### Data to use ###

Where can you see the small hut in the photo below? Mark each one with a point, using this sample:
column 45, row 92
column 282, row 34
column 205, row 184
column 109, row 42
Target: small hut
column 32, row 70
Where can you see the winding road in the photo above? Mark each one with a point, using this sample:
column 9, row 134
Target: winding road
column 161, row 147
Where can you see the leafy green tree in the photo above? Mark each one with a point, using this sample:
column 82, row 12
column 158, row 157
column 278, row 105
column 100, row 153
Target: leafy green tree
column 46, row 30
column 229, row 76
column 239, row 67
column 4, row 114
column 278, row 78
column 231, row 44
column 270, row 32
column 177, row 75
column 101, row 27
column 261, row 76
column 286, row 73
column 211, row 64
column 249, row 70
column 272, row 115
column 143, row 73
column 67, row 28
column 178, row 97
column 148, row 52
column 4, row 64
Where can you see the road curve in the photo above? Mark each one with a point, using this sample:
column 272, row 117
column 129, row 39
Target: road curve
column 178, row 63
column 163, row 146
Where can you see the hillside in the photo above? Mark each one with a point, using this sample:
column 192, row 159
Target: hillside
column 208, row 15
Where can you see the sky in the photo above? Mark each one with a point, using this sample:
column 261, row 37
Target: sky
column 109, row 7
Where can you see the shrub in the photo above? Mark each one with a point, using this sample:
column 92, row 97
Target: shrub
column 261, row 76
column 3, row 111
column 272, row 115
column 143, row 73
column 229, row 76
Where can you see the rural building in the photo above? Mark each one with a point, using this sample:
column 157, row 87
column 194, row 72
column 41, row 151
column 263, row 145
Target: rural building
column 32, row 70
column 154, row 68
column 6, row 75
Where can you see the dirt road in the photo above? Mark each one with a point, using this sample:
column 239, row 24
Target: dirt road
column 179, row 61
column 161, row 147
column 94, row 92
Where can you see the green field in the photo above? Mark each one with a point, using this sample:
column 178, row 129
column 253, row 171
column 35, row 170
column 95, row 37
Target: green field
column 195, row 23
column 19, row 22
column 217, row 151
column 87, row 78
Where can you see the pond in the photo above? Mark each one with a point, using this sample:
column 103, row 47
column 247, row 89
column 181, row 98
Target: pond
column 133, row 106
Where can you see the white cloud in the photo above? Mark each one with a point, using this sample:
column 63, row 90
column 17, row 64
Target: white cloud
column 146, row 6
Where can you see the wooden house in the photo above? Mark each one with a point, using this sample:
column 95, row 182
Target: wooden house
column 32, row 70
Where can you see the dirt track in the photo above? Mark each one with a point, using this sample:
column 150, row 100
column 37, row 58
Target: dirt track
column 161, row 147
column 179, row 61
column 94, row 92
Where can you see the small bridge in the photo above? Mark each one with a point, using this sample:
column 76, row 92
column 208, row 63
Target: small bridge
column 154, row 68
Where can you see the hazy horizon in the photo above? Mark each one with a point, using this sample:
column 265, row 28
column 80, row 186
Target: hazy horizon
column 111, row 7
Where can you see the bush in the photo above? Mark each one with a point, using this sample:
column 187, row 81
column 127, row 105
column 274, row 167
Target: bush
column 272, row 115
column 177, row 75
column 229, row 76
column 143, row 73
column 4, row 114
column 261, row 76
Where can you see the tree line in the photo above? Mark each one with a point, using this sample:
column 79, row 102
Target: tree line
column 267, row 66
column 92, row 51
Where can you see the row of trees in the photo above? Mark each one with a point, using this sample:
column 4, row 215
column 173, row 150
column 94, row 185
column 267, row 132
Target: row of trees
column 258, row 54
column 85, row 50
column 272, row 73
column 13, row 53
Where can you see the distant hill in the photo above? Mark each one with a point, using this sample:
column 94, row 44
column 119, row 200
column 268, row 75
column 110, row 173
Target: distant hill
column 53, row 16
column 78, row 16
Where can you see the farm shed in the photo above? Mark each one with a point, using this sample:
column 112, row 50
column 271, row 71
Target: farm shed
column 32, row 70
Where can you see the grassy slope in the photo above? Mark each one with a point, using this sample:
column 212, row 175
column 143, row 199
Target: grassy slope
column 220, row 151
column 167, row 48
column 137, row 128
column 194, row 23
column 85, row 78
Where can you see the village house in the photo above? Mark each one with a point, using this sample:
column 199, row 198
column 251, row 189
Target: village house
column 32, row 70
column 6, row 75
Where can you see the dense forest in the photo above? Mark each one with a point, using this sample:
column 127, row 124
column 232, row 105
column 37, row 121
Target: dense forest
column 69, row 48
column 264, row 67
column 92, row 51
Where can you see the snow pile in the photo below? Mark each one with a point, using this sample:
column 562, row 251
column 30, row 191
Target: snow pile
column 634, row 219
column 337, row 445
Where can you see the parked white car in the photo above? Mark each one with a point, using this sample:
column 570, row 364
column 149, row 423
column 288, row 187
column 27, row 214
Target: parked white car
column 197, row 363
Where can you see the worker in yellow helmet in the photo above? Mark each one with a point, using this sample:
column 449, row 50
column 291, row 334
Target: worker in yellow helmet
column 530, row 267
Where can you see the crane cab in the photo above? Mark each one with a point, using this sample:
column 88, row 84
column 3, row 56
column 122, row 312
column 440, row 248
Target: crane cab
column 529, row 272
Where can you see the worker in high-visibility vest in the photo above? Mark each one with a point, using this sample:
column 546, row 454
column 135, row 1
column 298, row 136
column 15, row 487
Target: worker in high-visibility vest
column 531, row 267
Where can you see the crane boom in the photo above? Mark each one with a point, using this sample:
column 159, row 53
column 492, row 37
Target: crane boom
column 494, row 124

###

Instructions to follow:
Rewrite every row above, changing the phrase "using this sample" to "following this sample" wherever it occurs. Keep everything else unchanged.

Response to this task:
Where can you see the small hut in the photo below? Mark each one with a point, following this sample:
column 45, row 92
column 282, row 34
column 205, row 184
column 109, row 42
Target: small hut
column 32, row 70
Where can you see the winding road in the photo above? Mark each one with a point, following this sample:
column 9, row 134
Target: winding road
column 161, row 147
Where can you see the leafy green tree in the photo above? Mark each one with a point, following this sample:
column 82, row 12
column 158, row 157
column 278, row 105
column 100, row 153
Target: leafy green tree
column 46, row 30
column 229, row 76
column 239, row 67
column 4, row 114
column 278, row 78
column 231, row 44
column 270, row 32
column 177, row 75
column 101, row 27
column 261, row 76
column 286, row 73
column 211, row 64
column 249, row 70
column 272, row 115
column 143, row 73
column 67, row 28
column 178, row 97
column 148, row 52
column 4, row 64
Where can you see the road curve in the photo above? Mark each one with a point, following this sample:
column 272, row 117
column 129, row 39
Target: road curve
column 178, row 63
column 163, row 146
Where can you see the hillside in the photo above? Mark each one with a point, following this sample:
column 192, row 159
Target: hillside
column 208, row 15
Where can you see the sky in the photo above? Mark each one with a point, following this sample:
column 261, row 37
Target: sky
column 109, row 7
Where can you see the shrub in the photo above? Mark each one with a point, following this sample:
column 92, row 97
Target: shrub
column 261, row 76
column 3, row 111
column 272, row 115
column 143, row 73
column 229, row 76
Where can you see the rural building in the photo above? Mark each one with a point, following this sample:
column 157, row 87
column 194, row 72
column 41, row 151
column 263, row 145
Target: rural building
column 32, row 70
column 154, row 68
column 6, row 75
Where can you see the dirt road in the photo above? Mark each one with a point, following this sample:
column 239, row 24
Target: dirt road
column 179, row 61
column 161, row 147
column 94, row 92
Where can you see the green field in the photo above? Mark each one with a point, following this sample:
column 178, row 129
column 253, row 171
column 35, row 170
column 95, row 37
Target: green field
column 195, row 23
column 19, row 22
column 217, row 151
column 87, row 78
Where can you see the pond in the photo above? Mark each one with a point, following this sample:
column 103, row 47
column 247, row 89
column 181, row 98
Target: pond
column 133, row 106
Where can you see the white cloud in the photo above? Mark each one with a point, following this sample:
column 63, row 90
column 17, row 64
Target: white cloud
column 146, row 6
Where can you see the wooden house in the photo above? Mark each one with a point, following this sample:
column 95, row 182
Target: wooden house
column 32, row 70
Where can you see the dirt track in the photo above? Mark each one with a point, following this sample:
column 150, row 100
column 37, row 58
Target: dirt track
column 161, row 147
column 179, row 61
column 94, row 92
Where can you see the small bridge in the photo above? Mark each one with a point, following this sample:
column 76, row 92
column 208, row 63
Target: small bridge
column 154, row 68
Where can you see the hazy horizon in the photo above? Mark each one with a point, following this sample:
column 265, row 28
column 80, row 186
Target: hazy horizon
column 111, row 7
Where can you see the bush in the photo above? Mark each one with a point, following this sample:
column 187, row 81
column 127, row 105
column 274, row 167
Target: bush
column 272, row 115
column 177, row 75
column 229, row 76
column 143, row 73
column 4, row 114
column 261, row 76
Where can you see the tree line in the photo above? Mark each one with a point, following this sample:
column 79, row 102
Target: tree line
column 267, row 66
column 92, row 51
Where can you see the row of trees in the photo above? Mark each one with a point, following this sample:
column 4, row 215
column 173, row 150
column 94, row 185
column 267, row 132
Target: row of trees
column 258, row 54
column 85, row 50
column 272, row 73
column 13, row 53
Where can you see the distant hill in the photo above? Mark each one with a point, following this sample:
column 94, row 44
column 119, row 200
column 268, row 75
column 110, row 173
Target: distant hill
column 53, row 16
column 78, row 16
Where can you see the farm shed in the photo above? Mark each one with a point, following this sample:
column 112, row 50
column 271, row 71
Target: farm shed
column 32, row 70
Where can you see the grassy slope in the photo above? Mark each one with a point, following this sample:
column 212, row 175
column 143, row 199
Target: grassy slope
column 220, row 151
column 167, row 48
column 137, row 128
column 194, row 23
column 85, row 78
Where can you see the village house in the photo above? Mark each one with a point, following this sample:
column 199, row 198
column 251, row 189
Target: village house
column 32, row 70
column 6, row 75
Where can you see the dense forest in the photo above? Mark each one with a point, following this sample:
column 127, row 124
column 232, row 105
column 37, row 121
Target: dense forest
column 69, row 48
column 264, row 67
column 92, row 51
Where can you see the snow pile in the photo below? Mark each one with a point, following this sample:
column 562, row 251
column 30, row 191
Target: snow pile
column 634, row 219
column 337, row 445
Where can you see the parked white car in the photo above? Mark each one with a point, following this sample:
column 570, row 364
column 149, row 423
column 288, row 187
column 27, row 214
Target: parked white car
column 197, row 363
Where can you see the worker in yellow helmet in the photo above? Mark each one with a point, following this sample:
column 449, row 50
column 291, row 334
Target: worker in yellow helmet
column 530, row 267
Where can you see the crane cab in the photo above? Mark each one with a point, following this sample:
column 88, row 84
column 3, row 56
column 122, row 312
column 440, row 248
Target: crane cab
column 529, row 272
Where can you see the worker in high-visibility vest in the photo above? Mark each one with a point, following this sample:
column 546, row 454
column 135, row 1
column 298, row 136
column 15, row 487
Target: worker in high-visibility vest
column 531, row 267
Where can you see the crane boom in the photo above? Mark each one with a point, following this sample:
column 159, row 53
column 492, row 37
Target: crane boom
column 494, row 124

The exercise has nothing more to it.